▶ [La consigne]:
Poursuivez, à la suite de sa dernière phrase, le commentaire ci-dessous sur les trois dimensions du don de la Torah.

On peut lire dans le Midrach : « La Torah fut donnée par l’intermédiaire de trois dimensions : le désert, l’eau et le feu. Le désert,
comme il est dit : “ Ils arrivèrent dans le désert du Sinaï ”, (Chémot, 19, 2). Le feu, sur la base du verset : “ Le mont Sinaï était
brumeux parce que D.ieu y était descendu dans le feu ”, (Chémot, 19, 18). L’eau, ainsi qu’il est écrit : “ Les nuages aussi fondirent
en eaux ”, (Choftim, 5, 4) » (Midrach Raba, Bamidbar, 1).

Une religion "surnaturelle"

C’est au chapitre 26 de son livre
« Tiférèt Israël » que le Maharal de
Prague commente le passage précité
du Midrach :

« Si la Torah, dit-il, fut donnée par
l’entremise de ces trois dimensions,
c’est parce dans son essence
même, elle s’oppose à la nature
humaine. L’homme en effet est
fait de matière, tandis que la Torah
est absolument métaphysique
(sikhlit). En vertu de cette contradiction,
elle transcende l’homme
et se tient, pour ainsi dire, éloignée
de lui. C’est pourquoi elle fut
donnée conformément à ces trois
réalités qui, en vertu de leur absolue
liberté (efkèr), se tiennent
elles aussi dans une radicale indépendance
vis-à-vis de l’être humain,
et en ce sens le transcendent.
Et ce, parce que ce rapport
paradoxal que l’homme entretient
avec la Torah se joue précisément
à travers trois dimensions.

Tout d’abord, la récompense et les
bienfaits que D.ieu réserve à ceux
qui respectent la Torah. Car cette
bonté est de nature divine, sans
commune mesure avec ces bienfaits
naturels plus proches de ce
dont l’homme a besoin. Comme
le dit la Torah elle-même, elle ne
saurait être comparée à aucun des
plaisirs qu’il nous est donné de
connaître en ce monde ! C’est la
raison pour laquelle la Torah fut
donnée par l’intermédiaire de l’eau
qui est bonne en soi, comme il est
dit : « Que mon enseignement se
déverse comme la pluie, que mon
discours exhale comme la rosée »,
(Devarim, 32, 2). Ce que nos Sages
ont commenté : « De même que
la rosée apporte au monde la vie,
ainsi en est-il de la Torah », (Sifri,
parachat Haazinou). Or, parce
qu’elle est la vie même, la Torah
dépasse la simple nature.

Ainsi en est-il, inversement, du
châtiment qui attend celui qui
transgresse la Torah : il est lui
aussi métaphysique et se distingue
radicalement de toutes les formes
de sanctions que nous connaissons.
Voilà pourquoi la Torah fut
dévoilée par l’entremise du feu.
N’est-il pas dit en effet au sujet du
châtiment par lequel D.ieu punit
ses ennemis : « Car D.ieu est un
feu dévorant », (Devarim, 4, 24) ?

▶ [Données brutes]:
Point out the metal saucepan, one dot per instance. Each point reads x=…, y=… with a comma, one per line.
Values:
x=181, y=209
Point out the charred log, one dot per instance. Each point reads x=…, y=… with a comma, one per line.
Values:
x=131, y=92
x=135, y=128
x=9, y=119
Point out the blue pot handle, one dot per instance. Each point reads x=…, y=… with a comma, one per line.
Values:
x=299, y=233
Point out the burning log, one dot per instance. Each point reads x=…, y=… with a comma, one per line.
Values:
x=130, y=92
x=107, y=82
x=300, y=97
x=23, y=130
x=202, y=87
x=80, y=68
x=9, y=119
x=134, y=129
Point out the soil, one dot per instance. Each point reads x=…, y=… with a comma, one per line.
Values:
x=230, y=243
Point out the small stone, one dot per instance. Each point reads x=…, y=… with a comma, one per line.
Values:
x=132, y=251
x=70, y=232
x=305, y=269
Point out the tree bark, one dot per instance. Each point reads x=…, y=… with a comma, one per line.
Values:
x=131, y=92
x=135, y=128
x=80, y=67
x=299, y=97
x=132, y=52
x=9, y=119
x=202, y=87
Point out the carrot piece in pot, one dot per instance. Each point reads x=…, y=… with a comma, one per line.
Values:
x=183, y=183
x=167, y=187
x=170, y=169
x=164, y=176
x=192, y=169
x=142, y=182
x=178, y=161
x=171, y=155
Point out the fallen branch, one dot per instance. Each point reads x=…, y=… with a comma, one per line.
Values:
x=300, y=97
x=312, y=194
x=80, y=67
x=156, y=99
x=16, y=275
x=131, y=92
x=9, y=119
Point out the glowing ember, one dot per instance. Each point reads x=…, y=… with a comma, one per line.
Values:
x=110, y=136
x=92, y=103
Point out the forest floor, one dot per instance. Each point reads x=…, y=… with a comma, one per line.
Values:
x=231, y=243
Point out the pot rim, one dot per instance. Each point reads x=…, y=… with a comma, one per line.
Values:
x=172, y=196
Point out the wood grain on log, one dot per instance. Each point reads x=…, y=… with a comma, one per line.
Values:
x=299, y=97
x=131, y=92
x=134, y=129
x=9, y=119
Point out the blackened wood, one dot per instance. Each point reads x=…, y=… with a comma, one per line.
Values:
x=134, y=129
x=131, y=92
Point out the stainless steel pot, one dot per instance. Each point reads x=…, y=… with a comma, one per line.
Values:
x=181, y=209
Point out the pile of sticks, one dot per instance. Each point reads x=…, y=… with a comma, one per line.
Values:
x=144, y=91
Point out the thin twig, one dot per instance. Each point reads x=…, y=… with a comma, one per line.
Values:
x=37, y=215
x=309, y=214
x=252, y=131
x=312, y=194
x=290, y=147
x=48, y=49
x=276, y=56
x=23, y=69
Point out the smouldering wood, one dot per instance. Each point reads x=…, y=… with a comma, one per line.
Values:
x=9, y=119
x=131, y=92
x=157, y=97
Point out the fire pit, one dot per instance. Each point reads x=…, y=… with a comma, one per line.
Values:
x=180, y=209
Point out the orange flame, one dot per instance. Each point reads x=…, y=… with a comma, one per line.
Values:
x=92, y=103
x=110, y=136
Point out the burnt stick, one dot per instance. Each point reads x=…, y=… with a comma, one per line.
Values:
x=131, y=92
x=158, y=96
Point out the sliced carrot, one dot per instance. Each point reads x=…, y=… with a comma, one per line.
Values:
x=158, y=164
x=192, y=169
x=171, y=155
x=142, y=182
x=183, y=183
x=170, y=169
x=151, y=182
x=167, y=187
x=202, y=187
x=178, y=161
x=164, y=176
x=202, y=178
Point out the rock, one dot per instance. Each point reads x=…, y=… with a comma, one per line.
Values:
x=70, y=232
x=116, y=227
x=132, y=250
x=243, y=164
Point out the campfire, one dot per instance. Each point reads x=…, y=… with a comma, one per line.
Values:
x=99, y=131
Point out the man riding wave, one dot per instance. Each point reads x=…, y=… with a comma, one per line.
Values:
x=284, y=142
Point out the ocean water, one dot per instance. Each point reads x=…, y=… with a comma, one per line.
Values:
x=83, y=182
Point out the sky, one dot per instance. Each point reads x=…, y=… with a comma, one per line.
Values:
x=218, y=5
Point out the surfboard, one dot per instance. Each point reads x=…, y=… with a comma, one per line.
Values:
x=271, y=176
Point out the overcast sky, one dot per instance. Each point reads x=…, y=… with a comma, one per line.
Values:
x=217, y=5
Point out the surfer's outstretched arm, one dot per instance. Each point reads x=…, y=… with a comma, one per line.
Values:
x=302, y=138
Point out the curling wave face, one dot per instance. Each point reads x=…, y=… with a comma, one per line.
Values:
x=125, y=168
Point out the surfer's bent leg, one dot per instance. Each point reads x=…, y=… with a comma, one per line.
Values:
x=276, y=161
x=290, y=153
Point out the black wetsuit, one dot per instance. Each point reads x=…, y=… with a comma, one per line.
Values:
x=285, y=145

▶ [Résultat de l'exercice]:
Troisièmement, si la Torah fut
transmise dans le désert, c’est en
vertu de son essence même, c’està-
dire conformément aux impératifs
qu’elle contient et qui contredisent
l’idée même de nature.

On ne soutiendra donc pas que
les commandements énoncés
par la Torah – comme c’est le cas
par exemple de l’interdiction des
graisses interdites ou du sang –
trouvent leur fondement dans une
quelconque « loi naturelle », car il
n’est en rien ! Au contraire, si la
Torah a été donnée dans le désert,
c’est précisément parce qu’aucune
réalité naturelle ne saurait avoir sa
place dans le désert et que, comme
nous l’avons expliqué, le désert
– n’étant que vide et désolation –
contredit l’idée même de développement
naturel et de « matière ».

C’est en ce sens que nous devons
comprendre pour quelle raison la
Torah n’est pas une « religion naturelle
» (dat tivi). Ainsi, quand le
Midrach nous dévoile que la Torah
fut révélée à travers l’eau et le
feu, son but est de nous enseigner
l’essence absolument imprescriptible
de la Torah. Car la dimension
métaphysique des peines et des rétributions
qui y sont attachées nous
révèle précisément que celles-ci ne
sauraient appartenir à l’ordre de la
nature.

… et asociale !

Il convient par ailleurs de comprendre
que ces trois dimensions
[à savoir les bienfaits ou les châtiments,
et l’imprescriptibilité de
la Torah-Ndlr] sont absolument
distinctes. Ainsi, bien que toute
injonction de la Torah véhicule le
bien en soi – comme c’est le cas,
par exemple, de celle qui nous
commande « Honore ton père et ta
mère » -, n’allons pas penser pour
autant qu’un tel ordre ne nous oblige
pas, comme lorsque quelqu’un
a un geste de bienveillance envers
un autre sans rien attendre en retour.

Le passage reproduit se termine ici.